Vorliegender Text:
--- --- ---
Die Viennacontemporary hat wieder ein dauerhaftes Zuhause und zu sich selbst gefunden. Ihr Merkmal - Kunst aus Osteuropa - pflegt sie gekonnt.Stefan Kobel 08.09.2022 - 13:57 Uhr aktualisiert Artikel anhören

Die rumänische Illustratorin und Künstlerin ist mit ihren wie im Traum geschauten Bildern (Ausschnitt) auf der Messe „Viennacontemporary“ zu entdecken. Quelle. Basic Projects

Foto: Handelsblatt

Wien. Das Paradox bekommt der „Viennacontemporary“ (VC) gut: Mit dem Verlust erst des Veranstaltungsortes, dann des Hauptfinanziers ist Schwung in die Wiener Kunstmesse gekommen. Der Verlust der Marxhalle zusammen mit dem Entstehen eines Konkurrenten ebendort hatte der Traditionsveranstaltung vor zwei Jahren einen herben Schlag versetzt.

Die Notausgabe letztes Jahr auf der Baustelle eines ehemaligen Verwaltungsgebäudes war nur ein Lebenszeichen. Mit dem Ukrainekrieg war der in Österreich immer als Russe wahrgenommene Eigentümer Dmitry Aksenov trotz seiner ukrainischen Wurzeln nicht mehr tragbar. Jetzt befindet sich die Messe in einer Non Profit-Struktur mit mehreren lokalen Eignern. Gleichzeitig hat sie im historischen Kursaal Hübner im Stadtpark ein wohl dauerhaftes Zuhause und zu sich selbst gefunden.
--- --- ---
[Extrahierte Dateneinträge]
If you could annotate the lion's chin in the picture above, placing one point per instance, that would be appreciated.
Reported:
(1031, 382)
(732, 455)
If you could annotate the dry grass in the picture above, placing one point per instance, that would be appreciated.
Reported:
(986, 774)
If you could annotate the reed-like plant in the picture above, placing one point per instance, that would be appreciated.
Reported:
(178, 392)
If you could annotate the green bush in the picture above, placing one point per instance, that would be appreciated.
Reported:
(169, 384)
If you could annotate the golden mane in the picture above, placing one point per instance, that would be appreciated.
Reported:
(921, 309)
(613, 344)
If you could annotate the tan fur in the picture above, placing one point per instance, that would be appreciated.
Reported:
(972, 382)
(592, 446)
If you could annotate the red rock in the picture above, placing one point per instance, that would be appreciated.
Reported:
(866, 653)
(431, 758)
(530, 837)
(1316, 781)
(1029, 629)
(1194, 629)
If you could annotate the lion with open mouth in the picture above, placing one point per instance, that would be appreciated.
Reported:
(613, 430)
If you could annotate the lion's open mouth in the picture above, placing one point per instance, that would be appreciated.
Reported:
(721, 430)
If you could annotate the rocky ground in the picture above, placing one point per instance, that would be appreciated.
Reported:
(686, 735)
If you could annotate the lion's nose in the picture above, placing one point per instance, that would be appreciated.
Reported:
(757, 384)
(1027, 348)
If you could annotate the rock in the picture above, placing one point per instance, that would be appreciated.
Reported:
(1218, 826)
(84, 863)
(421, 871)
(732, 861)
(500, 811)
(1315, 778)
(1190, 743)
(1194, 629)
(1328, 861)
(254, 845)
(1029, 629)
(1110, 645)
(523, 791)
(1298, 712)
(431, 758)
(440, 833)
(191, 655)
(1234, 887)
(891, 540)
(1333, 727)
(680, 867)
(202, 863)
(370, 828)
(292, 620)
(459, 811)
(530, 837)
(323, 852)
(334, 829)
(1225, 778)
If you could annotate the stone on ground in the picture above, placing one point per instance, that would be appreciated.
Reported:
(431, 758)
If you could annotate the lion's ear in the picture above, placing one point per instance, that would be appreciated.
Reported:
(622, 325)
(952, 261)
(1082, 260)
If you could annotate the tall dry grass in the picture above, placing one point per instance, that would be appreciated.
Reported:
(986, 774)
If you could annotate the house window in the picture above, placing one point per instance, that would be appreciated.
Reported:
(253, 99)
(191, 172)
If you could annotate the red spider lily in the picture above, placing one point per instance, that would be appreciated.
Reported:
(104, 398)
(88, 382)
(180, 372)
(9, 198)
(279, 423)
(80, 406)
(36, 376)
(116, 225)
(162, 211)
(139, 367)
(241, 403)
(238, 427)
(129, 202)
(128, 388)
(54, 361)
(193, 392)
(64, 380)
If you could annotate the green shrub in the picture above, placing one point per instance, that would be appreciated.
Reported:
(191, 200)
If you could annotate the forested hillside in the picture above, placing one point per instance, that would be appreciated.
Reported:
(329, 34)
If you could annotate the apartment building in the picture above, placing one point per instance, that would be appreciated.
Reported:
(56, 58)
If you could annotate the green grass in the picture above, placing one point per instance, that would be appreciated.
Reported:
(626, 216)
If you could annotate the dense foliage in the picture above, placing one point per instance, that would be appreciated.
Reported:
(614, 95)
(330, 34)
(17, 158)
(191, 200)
--- --- ---
Übungsaufgaben:
- 1) Beantworte anhand des Textes über die Viennacontemporary:
(a) Welche Halle hat die Messe verloren?
(b) Wo fand die Notausgabe im letzten Jahr statt?
(c) In welchem Gebäude hat die Messe jetzt ein wohl dauerhaftes Zuhause?
- 2) Fasse den Text über die Viennacontemporary in zwei Sätzen zusammen.
- 3) Schreib aus dem Text über die Viennacontemporary die Stelle ab, die mit „Foto: Handelsblatt“ anfängt und bis einschließlich „herben Schlag versetzt.“ reicht.
Verwende ausschließlich den Text.

Nummerierte Lösungen:
- 1)
(a) Die Marxhalle.
(b) Auf der Baustelle eines ehemaligen Verwaltungsgebäudes.
(c) Im historischen Kursaal Hübner im Stadtpark.

- 2) Nach dem Verlust erst ihres Veranstaltungsortes und dann ihres Hauptfinanziers ist Schwung in die Wiener Kunstmesse Viennacontemporary gekommen. Sie befindet sich jetzt in einer Non-Profit-Struktur mit mehreren lokalen Eignern und hat im historischen Kursaal Hübner im Stadtpark ein wohl dauerhaftes Zuhause gefunden.

- 3)
Foto: Handelsblatt

Wien. Das Paradox bekommt der „Viennacontemporary“ (VC) gut: Mit dem Verlust erst des Veranstaltungsortes, dann des Hauptfinanziers ist Schwung in die Wiener Kunstmesse gekommen. Der Verlust der Marxhalle zusammen mit dem Entstehen eines Konkurrenten ebendort hatte der Traditionsveranstaltung vor zwei Jahren einen herben Schlag versetzt.